*** RECORD EXTRACTS

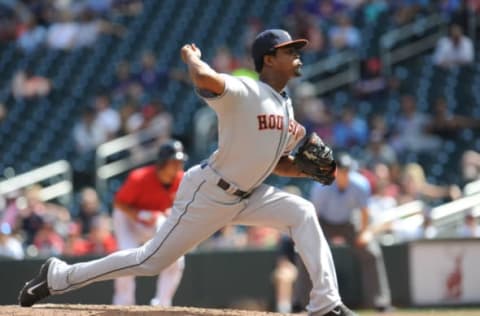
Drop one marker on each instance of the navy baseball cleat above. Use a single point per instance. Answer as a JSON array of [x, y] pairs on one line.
[[37, 288], [340, 310]]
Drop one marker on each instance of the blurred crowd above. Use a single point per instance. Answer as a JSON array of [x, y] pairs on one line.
[[61, 25]]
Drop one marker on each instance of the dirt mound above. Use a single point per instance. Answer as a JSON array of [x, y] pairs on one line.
[[109, 310]]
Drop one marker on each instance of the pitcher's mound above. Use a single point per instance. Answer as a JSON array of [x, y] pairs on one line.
[[110, 310]]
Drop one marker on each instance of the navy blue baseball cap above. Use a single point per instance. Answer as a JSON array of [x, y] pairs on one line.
[[267, 41]]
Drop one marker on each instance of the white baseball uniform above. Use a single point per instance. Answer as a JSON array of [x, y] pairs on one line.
[[256, 128], [131, 234]]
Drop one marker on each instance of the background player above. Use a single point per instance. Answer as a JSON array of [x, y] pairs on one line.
[[141, 206], [257, 131]]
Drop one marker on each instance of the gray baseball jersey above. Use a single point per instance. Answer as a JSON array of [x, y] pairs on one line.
[[256, 128]]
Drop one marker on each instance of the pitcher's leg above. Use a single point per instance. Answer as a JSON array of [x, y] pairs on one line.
[[193, 220], [124, 287], [272, 207], [168, 282]]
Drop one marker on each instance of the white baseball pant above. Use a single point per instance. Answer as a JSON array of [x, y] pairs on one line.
[[201, 208], [131, 234]]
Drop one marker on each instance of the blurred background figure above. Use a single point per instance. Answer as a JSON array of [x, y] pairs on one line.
[[10, 246], [141, 206], [454, 50], [470, 227], [336, 205]]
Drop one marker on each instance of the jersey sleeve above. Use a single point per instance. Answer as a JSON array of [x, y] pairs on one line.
[[234, 91]]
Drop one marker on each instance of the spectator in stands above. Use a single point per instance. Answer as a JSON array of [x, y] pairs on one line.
[[62, 33], [3, 112], [470, 165], [90, 28], [224, 61], [446, 124], [372, 83], [87, 133], [378, 151], [344, 35], [106, 116], [335, 206], [407, 229], [150, 77], [131, 119], [100, 238], [9, 209], [414, 186], [245, 68], [156, 116], [128, 7], [47, 240], [381, 199], [313, 113], [34, 212], [90, 208], [124, 80], [350, 130], [75, 244], [10, 246], [305, 20], [454, 50], [470, 227], [26, 85], [410, 130], [33, 37]]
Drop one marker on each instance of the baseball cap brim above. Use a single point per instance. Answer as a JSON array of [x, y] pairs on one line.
[[299, 43], [180, 156]]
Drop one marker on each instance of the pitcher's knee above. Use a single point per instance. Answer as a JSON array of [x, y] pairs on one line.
[[308, 210]]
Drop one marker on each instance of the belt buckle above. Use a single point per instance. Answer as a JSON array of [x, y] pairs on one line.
[[242, 194]]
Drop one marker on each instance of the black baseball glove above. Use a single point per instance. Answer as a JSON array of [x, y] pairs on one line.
[[315, 159]]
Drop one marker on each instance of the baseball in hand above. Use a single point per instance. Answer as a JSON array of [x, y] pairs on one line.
[[189, 50], [146, 218]]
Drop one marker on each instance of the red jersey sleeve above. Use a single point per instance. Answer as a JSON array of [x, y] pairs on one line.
[[129, 190]]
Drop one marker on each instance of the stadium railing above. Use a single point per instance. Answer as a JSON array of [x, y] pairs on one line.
[[56, 180], [334, 71], [108, 165], [410, 40]]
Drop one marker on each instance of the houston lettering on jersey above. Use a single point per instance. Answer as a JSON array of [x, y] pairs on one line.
[[275, 121]]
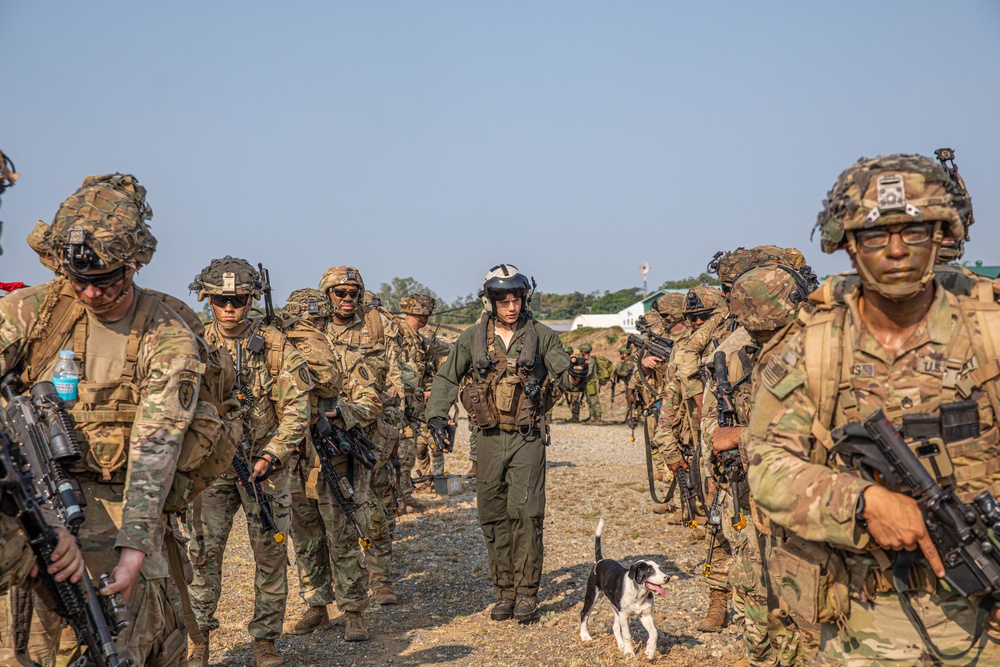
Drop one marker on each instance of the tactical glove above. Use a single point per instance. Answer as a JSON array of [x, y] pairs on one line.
[[444, 435]]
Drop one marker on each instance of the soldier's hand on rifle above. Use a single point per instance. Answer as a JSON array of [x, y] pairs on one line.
[[896, 522], [262, 467], [651, 362], [725, 438], [67, 560], [126, 573], [442, 435]]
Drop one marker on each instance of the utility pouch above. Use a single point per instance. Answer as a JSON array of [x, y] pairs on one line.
[[812, 580], [923, 434], [959, 420], [478, 402], [506, 388]]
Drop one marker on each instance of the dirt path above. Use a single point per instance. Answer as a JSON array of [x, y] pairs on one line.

******

> DIRECTIONS:
Without any pictures, return the entries exactly as given.

> THE COMPLETED TASK:
Drop one marker on each instance of the navy baseball cleat above. Use a single point per instance. Answer as a JSON array of [x, y] pairs on one line.
[[37, 288], [340, 310]]
Drop one marker on each instance of the blurred crowd above. Use a single point per instance. Answer as a JSON array of [x, y] pairs on one line.
[[61, 25]]
Drop one marker on each instance of the dirt mound above. Use a single point per instance. Answer as a JSON array of [x, y] pairs on one line.
[[109, 310]]
Drop one marker on each instance of the pitcher's mound above. Use a single point per instance. Answer as a JSON array of [x, y] pairs on one line.
[[110, 310]]
Drop one marker on each instance of the navy blue baseball cap above. Use a single point per instance. Answer as a JSON array of [x, y] pairs on one line.
[[267, 41]]
Drop one marker on each instance of the white baseball uniform above. Use a single point per instance. Answer as a JSON array of [x, y] pairs on one line.
[[256, 128], [131, 234]]
Drop one marker on each instance of the background player above. Use a single point per instance. Answer as a JSON array of [x, y] pairs on one line.
[[141, 206], [257, 131]]
Drop one marker on each instance of the gray baseball jersey above. Use a single point per instance. Answer as a JSON array of [x, y] pairs on one line.
[[256, 128]]
Drop one marker on each instance of the pitcher's leg above. Use a single point per instance. Answer as a JSON array of [x, y] pairs on one line.
[[193, 220], [124, 287], [272, 207], [168, 282]]
Drop one marker on each instance of the white baseball pant above. Use a single point per instance. Answer as a JSON array of [x, y] pairs on one line.
[[201, 208], [131, 234]]
Drop one marker on each instance of the blurred background figure above. Use a single point per instance. Answer as a JSON array of [x, y] pairs on one line.
[[10, 246], [141, 206], [454, 50], [470, 227], [336, 205]]
Drop one marker on each instance of the jersey sleeve above. Use a single point per instance. Answer as a JSON array of [x, y] pairs on one line.
[[234, 91]]
Drop one marker on each instance of the spectator in stands above. Use a single point per instance. Answer as a JSON array of [x, y] pairs on one line.
[[62, 33], [3, 112], [470, 165], [90, 28], [224, 61], [446, 124], [372, 83], [87, 133], [378, 151], [344, 35], [106, 116], [335, 206], [407, 229], [150, 77], [131, 119], [100, 238], [9, 209], [414, 186], [245, 68], [156, 116], [128, 7], [47, 240], [381, 199], [313, 113], [34, 212], [90, 208], [124, 80], [350, 130], [75, 244], [10, 246], [305, 20], [454, 50], [470, 227], [26, 85], [410, 130], [33, 37]]
Drop one marker on each instance of the baseball cap brim above. Use a single point per instance. Answer as a JSON array of [x, y] pairs on one line.
[[299, 43], [180, 156]]
Drop one marker on each instance of the pitcher's knee above. Use a single point per instance. Answer as a JSON array of [x, y] pairs on one line.
[[308, 210]]
Drop one marker on each instance of the belt buckle above. Use a single point per instance. Answer as a JSON array of [x, y] pairs on one line.
[[242, 194]]
Drop one marker on each instance of the black baseball glove above. Use a single point per instance. Answer as a JSON array of [x, y] pairs on one line.
[[315, 159]]
Drop one marker on each instance of the baseball in hand above. Use a single point per instance. Answer as a JSON array of [x, y] pairs on one line.
[[189, 50], [146, 218]]
Drop one marker on each instance of the red jersey sleeve above. Use a single point per instance. Answer as a JSON array of [x, y] pairs on one line.
[[129, 190]]
Drop one marker on each instance of the stadium railing above. Use a single point per instance. Answer as a JSON array of [x, y] pairs on one line.
[[56, 180], [334, 71], [108, 165], [410, 40]]
Drop one marker on each instance of the houston lettering on jersey above. Use a single point per instance. Answer as a JSON array of [x, y] pairs on one line.
[[275, 121]]
Drop one marker on each instance of the tactical glove above. Use a single point per instance. Answer as a JSON array of [x, y] pairs on one line.
[[444, 435]]
Drop one marker on each instance of the soldier's hand on rifle above. Use a single point per instance. Answer as a JSON array of [x, y] pairs on one line.
[[896, 522], [262, 467], [651, 362], [725, 438], [67, 560], [126, 573], [442, 435]]
Drop one marker on each instance of the utility pouch above. Use a single point per instance. Answer as a JSON array of [x, y] pairs on one line.
[[812, 580], [923, 434], [959, 420], [478, 402], [506, 388]]
Drop one marker on each instance of the dirt path above. Use a single point per instance. Answer as a JSON array of [x, y] pairs on one line.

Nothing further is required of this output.